┌─ PASSAGE SHOWN

All these measures appear to have been counterproductive when viewed from the Western perspective.

However, the question of breaking away from reliance on Western technology is not a binary one. China still has areas that need to be addressed before it can become self-reliant.

Why China’s goal of self-reliance remains distant

Though U.S. restrictions on physical chips still bite, China can still access advanced computing through cloud service rentals abroad. Chinese firms can rent compute from U.S. or allied data centers running Nvidia H100s, sidestepping export restrictions. Washington has started floating rules to regulate ‘compute as a service’, but this is early-stage and politically tricky.

Currently, Nvidia grabs headlines, but the real choke points are in EDA software (design tools) and the lithography technology needed to mass produce high-end chips, which are controlled by ASML in the Netherlands. Another area where China struggles is advanced packaging.

As of now, if China can keep scaling at mature nodes (7nm+), local chips will be good enough for many AI tasks, but catching up on 3nm/2nm without foreign tooling is still a challenge.

└─

__WHAT IS EXPECTED__
Decide whether each statement agrees with the passage on China's chip self-reliance, answering yes or no and quoting the words of the passage that settle it. (a) Chinese firms can rent compute from data centers in the U.S. or allied countries. (b) Washington's rules on "compute as a service" are already settled and in force. (c) The passage treats reaching 3nm/2nm without foreign tooling as something China has already achieved.

┌─ INPUT DATA

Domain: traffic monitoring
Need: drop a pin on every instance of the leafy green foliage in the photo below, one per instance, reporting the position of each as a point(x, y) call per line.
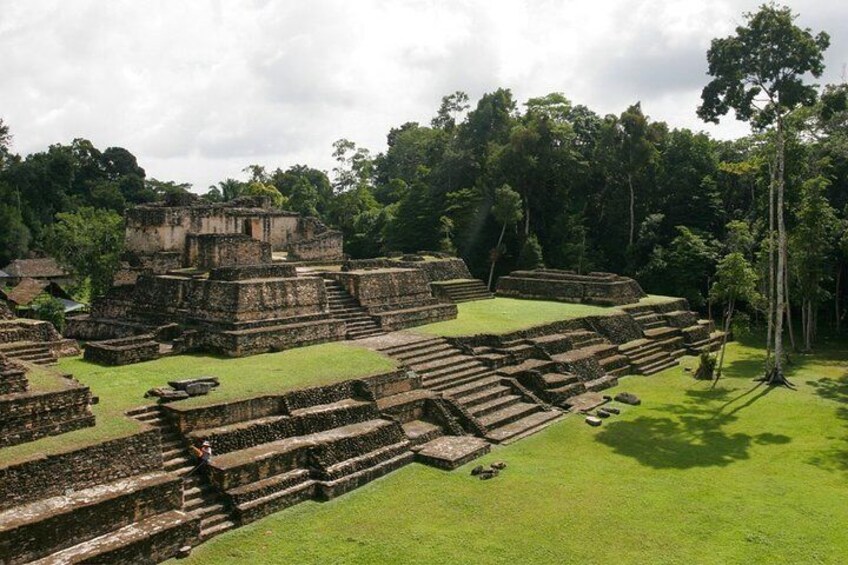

└─

__TASK RESULT__
(a) Yes: "Chinese firms can rent compute from U.S. or allied data centers running Nvidia H100s, sidestepping export restrictions."
(b) No: "Washington has started floating rules to regulate ‘compute as a service’, but this is early-stage and politically tricky."
(c) No: "catching up on 3nm/2nm without foreign tooling is still a challenge."